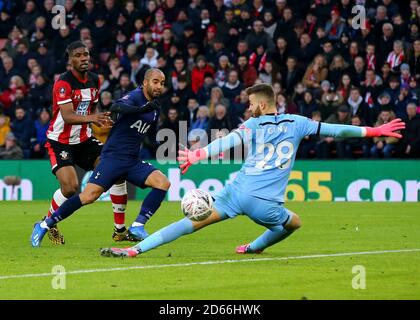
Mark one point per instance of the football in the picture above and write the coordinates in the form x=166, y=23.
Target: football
x=197, y=204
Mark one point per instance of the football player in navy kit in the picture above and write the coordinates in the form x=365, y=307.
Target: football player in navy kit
x=136, y=113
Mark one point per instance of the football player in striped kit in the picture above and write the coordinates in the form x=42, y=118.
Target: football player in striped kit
x=69, y=138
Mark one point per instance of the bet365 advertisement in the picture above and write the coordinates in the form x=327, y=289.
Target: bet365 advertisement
x=376, y=181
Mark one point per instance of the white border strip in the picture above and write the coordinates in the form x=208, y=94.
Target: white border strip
x=314, y=256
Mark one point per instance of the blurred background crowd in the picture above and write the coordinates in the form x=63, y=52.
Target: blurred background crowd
x=320, y=66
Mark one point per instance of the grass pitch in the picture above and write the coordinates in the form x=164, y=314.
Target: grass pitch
x=307, y=265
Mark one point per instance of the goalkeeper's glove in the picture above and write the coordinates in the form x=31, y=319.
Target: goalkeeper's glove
x=387, y=129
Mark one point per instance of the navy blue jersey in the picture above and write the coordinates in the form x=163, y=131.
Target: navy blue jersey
x=127, y=133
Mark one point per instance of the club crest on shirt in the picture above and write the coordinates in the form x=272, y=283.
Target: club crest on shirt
x=64, y=155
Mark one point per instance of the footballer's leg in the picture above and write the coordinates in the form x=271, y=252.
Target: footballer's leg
x=165, y=235
x=61, y=158
x=103, y=177
x=226, y=206
x=280, y=222
x=88, y=159
x=89, y=195
x=145, y=175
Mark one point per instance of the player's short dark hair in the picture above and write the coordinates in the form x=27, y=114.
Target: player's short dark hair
x=148, y=73
x=73, y=46
x=264, y=90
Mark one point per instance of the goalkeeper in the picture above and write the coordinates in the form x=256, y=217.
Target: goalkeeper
x=258, y=189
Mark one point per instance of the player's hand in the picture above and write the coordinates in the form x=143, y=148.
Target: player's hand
x=101, y=119
x=387, y=129
x=186, y=157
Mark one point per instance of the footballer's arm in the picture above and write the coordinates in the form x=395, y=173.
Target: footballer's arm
x=71, y=117
x=349, y=131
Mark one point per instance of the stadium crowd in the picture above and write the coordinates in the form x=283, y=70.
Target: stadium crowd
x=210, y=50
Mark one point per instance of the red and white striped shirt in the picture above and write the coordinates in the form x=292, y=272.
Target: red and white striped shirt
x=83, y=94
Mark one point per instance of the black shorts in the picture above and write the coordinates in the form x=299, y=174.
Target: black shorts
x=83, y=154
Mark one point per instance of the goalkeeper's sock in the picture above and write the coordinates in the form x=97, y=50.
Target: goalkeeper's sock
x=66, y=210
x=165, y=235
x=269, y=238
x=150, y=205
x=57, y=200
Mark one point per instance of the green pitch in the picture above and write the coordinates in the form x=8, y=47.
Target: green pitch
x=308, y=265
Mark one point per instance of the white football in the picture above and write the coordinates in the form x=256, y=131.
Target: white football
x=197, y=204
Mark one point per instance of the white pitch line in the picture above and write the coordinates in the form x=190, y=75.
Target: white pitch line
x=314, y=256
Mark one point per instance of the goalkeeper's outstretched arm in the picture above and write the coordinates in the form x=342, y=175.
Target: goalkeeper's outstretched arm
x=348, y=131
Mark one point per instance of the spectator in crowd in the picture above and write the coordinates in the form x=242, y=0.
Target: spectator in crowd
x=23, y=129
x=335, y=26
x=237, y=109
x=328, y=144
x=123, y=87
x=293, y=45
x=4, y=127
x=220, y=120
x=308, y=145
x=204, y=93
x=7, y=72
x=11, y=150
x=198, y=72
x=411, y=134
x=330, y=101
x=9, y=95
x=247, y=73
x=356, y=147
x=41, y=127
x=222, y=70
x=233, y=87
x=216, y=97
x=258, y=37
x=315, y=73
x=337, y=68
x=357, y=106
x=308, y=105
x=291, y=75
x=202, y=119
x=285, y=105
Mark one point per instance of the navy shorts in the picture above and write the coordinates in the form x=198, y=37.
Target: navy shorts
x=109, y=171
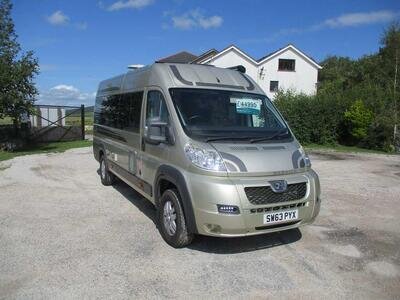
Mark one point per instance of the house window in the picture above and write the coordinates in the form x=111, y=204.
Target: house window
x=286, y=65
x=273, y=86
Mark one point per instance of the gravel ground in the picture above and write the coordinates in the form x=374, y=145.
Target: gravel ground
x=64, y=235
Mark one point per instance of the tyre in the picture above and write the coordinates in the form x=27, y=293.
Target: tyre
x=171, y=220
x=107, y=178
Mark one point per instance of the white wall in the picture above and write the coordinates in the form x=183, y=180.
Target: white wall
x=303, y=79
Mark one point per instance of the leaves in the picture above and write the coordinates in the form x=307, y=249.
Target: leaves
x=356, y=99
x=17, y=70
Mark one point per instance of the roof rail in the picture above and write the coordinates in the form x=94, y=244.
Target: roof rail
x=238, y=68
x=135, y=67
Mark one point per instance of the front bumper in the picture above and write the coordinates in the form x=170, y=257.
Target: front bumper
x=207, y=192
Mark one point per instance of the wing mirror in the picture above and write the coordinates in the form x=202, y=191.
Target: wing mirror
x=157, y=132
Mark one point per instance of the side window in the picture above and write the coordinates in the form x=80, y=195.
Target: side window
x=156, y=107
x=110, y=110
x=133, y=107
x=120, y=111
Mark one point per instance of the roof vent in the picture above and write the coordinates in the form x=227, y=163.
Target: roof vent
x=134, y=67
x=239, y=68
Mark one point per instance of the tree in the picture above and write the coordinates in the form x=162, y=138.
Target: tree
x=17, y=70
x=358, y=118
x=390, y=53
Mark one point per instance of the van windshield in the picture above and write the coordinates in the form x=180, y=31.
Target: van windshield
x=213, y=115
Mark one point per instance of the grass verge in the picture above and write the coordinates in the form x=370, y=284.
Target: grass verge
x=341, y=148
x=45, y=148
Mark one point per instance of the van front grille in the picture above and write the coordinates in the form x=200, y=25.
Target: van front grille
x=259, y=195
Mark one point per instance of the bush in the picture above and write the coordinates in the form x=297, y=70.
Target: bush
x=357, y=120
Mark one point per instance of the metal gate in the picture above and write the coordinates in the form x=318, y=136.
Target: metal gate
x=54, y=123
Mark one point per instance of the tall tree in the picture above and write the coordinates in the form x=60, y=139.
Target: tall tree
x=17, y=70
x=390, y=53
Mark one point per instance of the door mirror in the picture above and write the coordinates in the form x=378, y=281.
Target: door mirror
x=157, y=132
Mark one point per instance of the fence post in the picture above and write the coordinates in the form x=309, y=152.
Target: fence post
x=83, y=121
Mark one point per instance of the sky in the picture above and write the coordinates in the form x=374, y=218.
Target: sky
x=81, y=42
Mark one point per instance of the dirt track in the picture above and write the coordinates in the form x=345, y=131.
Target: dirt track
x=64, y=235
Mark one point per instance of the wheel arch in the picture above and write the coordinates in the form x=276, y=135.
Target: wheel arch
x=174, y=176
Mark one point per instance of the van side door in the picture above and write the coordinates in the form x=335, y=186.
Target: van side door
x=154, y=155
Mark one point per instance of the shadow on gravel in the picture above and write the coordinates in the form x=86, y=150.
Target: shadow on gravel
x=213, y=244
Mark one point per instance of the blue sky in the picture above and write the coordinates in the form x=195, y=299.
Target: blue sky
x=79, y=43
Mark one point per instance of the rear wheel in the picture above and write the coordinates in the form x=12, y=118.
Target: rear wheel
x=171, y=220
x=107, y=178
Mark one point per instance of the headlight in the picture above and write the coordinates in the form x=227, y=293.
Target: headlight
x=205, y=159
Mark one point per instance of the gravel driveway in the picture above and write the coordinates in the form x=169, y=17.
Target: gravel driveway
x=64, y=235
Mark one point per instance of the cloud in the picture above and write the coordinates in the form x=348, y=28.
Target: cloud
x=128, y=4
x=81, y=25
x=58, y=18
x=196, y=19
x=361, y=18
x=64, y=94
x=345, y=20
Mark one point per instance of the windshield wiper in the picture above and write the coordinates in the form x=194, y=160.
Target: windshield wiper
x=223, y=138
x=266, y=138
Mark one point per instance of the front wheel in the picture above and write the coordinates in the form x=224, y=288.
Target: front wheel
x=107, y=178
x=171, y=220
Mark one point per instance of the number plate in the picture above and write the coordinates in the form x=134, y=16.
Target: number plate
x=281, y=216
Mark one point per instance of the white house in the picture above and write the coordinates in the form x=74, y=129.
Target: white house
x=286, y=68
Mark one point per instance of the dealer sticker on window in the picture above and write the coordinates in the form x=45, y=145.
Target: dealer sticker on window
x=248, y=106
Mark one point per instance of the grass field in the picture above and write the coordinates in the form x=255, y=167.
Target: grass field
x=45, y=148
x=341, y=148
x=75, y=119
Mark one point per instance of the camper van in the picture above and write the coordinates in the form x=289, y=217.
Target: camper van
x=207, y=147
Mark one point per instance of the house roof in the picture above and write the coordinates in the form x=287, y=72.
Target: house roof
x=180, y=57
x=264, y=58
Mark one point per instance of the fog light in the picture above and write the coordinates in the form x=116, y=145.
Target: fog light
x=228, y=209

***

ABOUT THIS EXERCISE
Repeat exactly the lines above from the one with "Mark one point per instance of the fence" up to and including the one with "Mark one point per instance of the rear". No other line belongs in the reply.

SOLUTION TO THIS PROBLEM
Mark one point per instance of the fence post in the picture above and write the coordinates in the form x=309, y=152.
Target: fence post
x=83, y=121
Mark one point per instance of the sky in the picture above and write the coordinates in the form x=374, y=218.
Target: sky
x=81, y=42
Mark one point per instance of the dirt track in the picture above and write the coordinates in the form x=345, y=131.
Target: dirt track
x=64, y=235
Mark one point per instance of the wheel arch in the picture above and write the coordinates in the form x=276, y=135.
Target: wheel arch
x=174, y=176
Mark one point per instance of the van side door in the picture above and write the coordinates in the form x=335, y=186.
Target: van side door
x=154, y=155
Mark one point per instance of the shadow on gravel in the picture above and write the coordinates in the form x=86, y=150.
Target: shadow on gravel
x=213, y=244
Mark one point per instance of the blue sky in the picture above and write the coordinates in the form x=195, y=299.
Target: blue sky
x=79, y=43
Mark one point per instance of the rear wheel in the picture above and write the coordinates in the form x=12, y=118.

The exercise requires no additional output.